→ INSTRUCCIÓN A
Vuelve a escribir completas las filas desde la que contiene "If any exterior" hasta la que contiene "28, 196, 151, 217", ambas incluidas, e incrementa en 82 cada coordenada de las respuestas. Deja sin cambios los números de los enunciados y de su ejemplo de formato.

======== FRAGMENTO DEL DOCUMENTO ========

Un montón de cosas han ocurrido, alineado, conspirado y coaligado para mantenerme lejos de este blog (más de un mes), sin ir más lejos, la mudanza a una nueva vivienda. Como saben, este fenómeno migratorio (en este caso, intraterritorial) comporta un significativo aumento de la morosidad e inesperados picos de estrés. Por otro lado, tanto la preparación del programa de radio de periodicidad semanal como su abrupto cese de emisión no contribuyeron a apaciguar la mente de este que les escribe para una tarea como la lectura crítica de una novela, que, al fin y al cabo, exige concentración.

En otro orden de asuntos, digamos del mundillo, es digna de resaltar la entrevista-masaje que le dedicó el periodista cultural Victoriano Suárez en el Canarias7 al viceconsejero de Cultura del Gobierno de Canarias, Juan Márquez. El titular ponía de relieve que Márquez pensaba reintegrarse al trabajo que tenía antes de su nombramiento político. Como ven, una noticia de dimensiones planetarias que da cuenta de un rigorismo moral que hubiera perturbado al mismo Kant. La entrevista, para quien le pudiera interesar (que cosas más locas ocurren), consistía en que el viceconsejero subrayara que la ciudadanía había sido, es y será el centro de las políticas culturales y que la ley que el parlamento canario había aprobado sin oposición a iniciativa suya era un gran avance, etc.

Estarán conmigo en que una ley aprobada así debe de ser muy laxa, flexible y poco afilada para que grupos de variadas y encontradas ideologías políticas y cosmovisiones se hubiesen puesto de acuerdo en aprobarla. Porque si el triunfo consiste en que el presupuesto en Cultura se "blinda", el truco será determinar el contenido de esas políticas culturales, por no hablar del significado mismo de "cultura" para el próximo partido que se encargue de esa consejería. Se deduce de lo anterior que, para Márquez, y por extensión para Podemos, el significado de cultura no es problemático y que lo que él y su partido entienden (y creen que los demás, también) que es cultura se impone como valioso por sí mismo, sin precisar por qué y en qué medida.

========

→ INSTRUCCIÓN B
Extrae del fragmento, sin ningún cambio, el tramo que va desde "Estarán conmigo en" hasta "en qué medida.".

======== FILAS PROPORCIONADAS ========

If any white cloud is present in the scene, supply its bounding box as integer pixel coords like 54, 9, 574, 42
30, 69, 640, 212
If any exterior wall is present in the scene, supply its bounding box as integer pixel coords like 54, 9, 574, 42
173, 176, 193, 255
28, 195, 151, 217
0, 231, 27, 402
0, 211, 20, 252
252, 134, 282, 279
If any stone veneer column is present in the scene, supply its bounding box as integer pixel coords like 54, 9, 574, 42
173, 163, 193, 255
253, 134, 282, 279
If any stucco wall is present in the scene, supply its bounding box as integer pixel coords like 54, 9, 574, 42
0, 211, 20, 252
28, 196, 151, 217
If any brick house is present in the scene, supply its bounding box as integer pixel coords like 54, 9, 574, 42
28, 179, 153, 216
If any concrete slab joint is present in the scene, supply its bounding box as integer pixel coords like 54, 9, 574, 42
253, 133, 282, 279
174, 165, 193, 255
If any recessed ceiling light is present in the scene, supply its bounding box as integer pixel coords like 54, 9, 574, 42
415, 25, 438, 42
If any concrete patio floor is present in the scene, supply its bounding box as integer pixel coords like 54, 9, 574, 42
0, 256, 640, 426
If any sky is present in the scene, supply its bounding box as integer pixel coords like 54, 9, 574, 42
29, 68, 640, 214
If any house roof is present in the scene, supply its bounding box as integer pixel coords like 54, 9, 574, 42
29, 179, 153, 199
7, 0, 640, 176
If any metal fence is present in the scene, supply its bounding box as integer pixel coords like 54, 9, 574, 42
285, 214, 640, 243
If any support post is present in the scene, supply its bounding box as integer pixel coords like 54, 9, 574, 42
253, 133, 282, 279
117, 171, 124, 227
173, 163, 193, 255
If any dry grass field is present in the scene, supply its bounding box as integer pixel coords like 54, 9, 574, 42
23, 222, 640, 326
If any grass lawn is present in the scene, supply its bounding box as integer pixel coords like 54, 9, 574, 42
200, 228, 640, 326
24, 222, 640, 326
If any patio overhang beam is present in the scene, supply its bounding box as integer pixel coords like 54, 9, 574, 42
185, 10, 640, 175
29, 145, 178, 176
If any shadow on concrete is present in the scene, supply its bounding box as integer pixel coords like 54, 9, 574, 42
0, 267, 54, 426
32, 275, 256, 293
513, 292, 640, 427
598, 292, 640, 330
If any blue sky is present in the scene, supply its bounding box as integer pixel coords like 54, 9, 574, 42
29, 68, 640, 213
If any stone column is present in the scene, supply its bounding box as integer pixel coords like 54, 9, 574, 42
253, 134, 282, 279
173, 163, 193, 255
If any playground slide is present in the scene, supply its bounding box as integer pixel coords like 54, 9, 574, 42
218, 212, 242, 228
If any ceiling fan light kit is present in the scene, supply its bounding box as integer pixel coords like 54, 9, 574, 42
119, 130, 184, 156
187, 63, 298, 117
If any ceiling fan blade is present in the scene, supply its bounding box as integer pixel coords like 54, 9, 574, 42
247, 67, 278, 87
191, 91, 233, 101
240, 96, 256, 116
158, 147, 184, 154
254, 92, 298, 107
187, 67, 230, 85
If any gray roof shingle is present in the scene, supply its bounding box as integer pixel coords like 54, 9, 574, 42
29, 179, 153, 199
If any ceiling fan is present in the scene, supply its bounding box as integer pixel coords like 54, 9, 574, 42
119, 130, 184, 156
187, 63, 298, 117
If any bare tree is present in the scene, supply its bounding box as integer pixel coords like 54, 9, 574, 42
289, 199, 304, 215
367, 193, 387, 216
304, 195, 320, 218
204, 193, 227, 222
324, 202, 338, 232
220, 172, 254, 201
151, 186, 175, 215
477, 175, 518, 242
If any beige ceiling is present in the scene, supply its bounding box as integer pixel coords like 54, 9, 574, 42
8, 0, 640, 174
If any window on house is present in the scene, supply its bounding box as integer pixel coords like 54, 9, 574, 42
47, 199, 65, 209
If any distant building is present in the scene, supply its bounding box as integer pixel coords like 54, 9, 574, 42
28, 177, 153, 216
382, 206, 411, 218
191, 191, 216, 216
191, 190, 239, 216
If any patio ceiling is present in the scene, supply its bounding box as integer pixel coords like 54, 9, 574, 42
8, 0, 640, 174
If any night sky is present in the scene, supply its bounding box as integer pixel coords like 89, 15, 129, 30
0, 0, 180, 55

========

→ RESULTADO A
If any exterior wall is present in the scene, supply its bounding box as integer pixel coords like 54, 9, 574, 42
255, 258, 275, 337
110, 277, 233, 299
82, 313, 109, 484
82, 293, 102, 334
334, 216, 364, 361
If any stone veneer column is present in the scene, supply its bounding box as integer pixel coords like 54, 9, 574, 42
255, 245, 275, 337
335, 216, 364, 361
If any stucco wall is present in the scene, supply its bounding box as integer pixel coords like 54, 9, 574, 42
82, 293, 102, 334
110, 278, 233, 299

→ RESULTADO B
Estarán conmigo en que una ley aprobada así debe de ser muy laxa, flexible y poco afilada para que grupos de variadas y encontradas ideologías políticas y cosmovisiones se hubiesen puesto de acuerdo en aprobarla. Porque si el triunfo consiste en que el presupuesto en Cultura se "blinda", el truco será determinar el contenido de esas políticas culturales, por no hablar del significado mismo de "cultura" para el próximo partido que se encargue de esa consejería. Se deduce de lo anterior que, para Márquez, y por extensión para Podemos, el significado de cultura no es problemático y que lo que él y su partido entienden (y creen que los demás, también) que es cultura se impone como valioso por sí mismo, sin precisar por qué y en qué medida.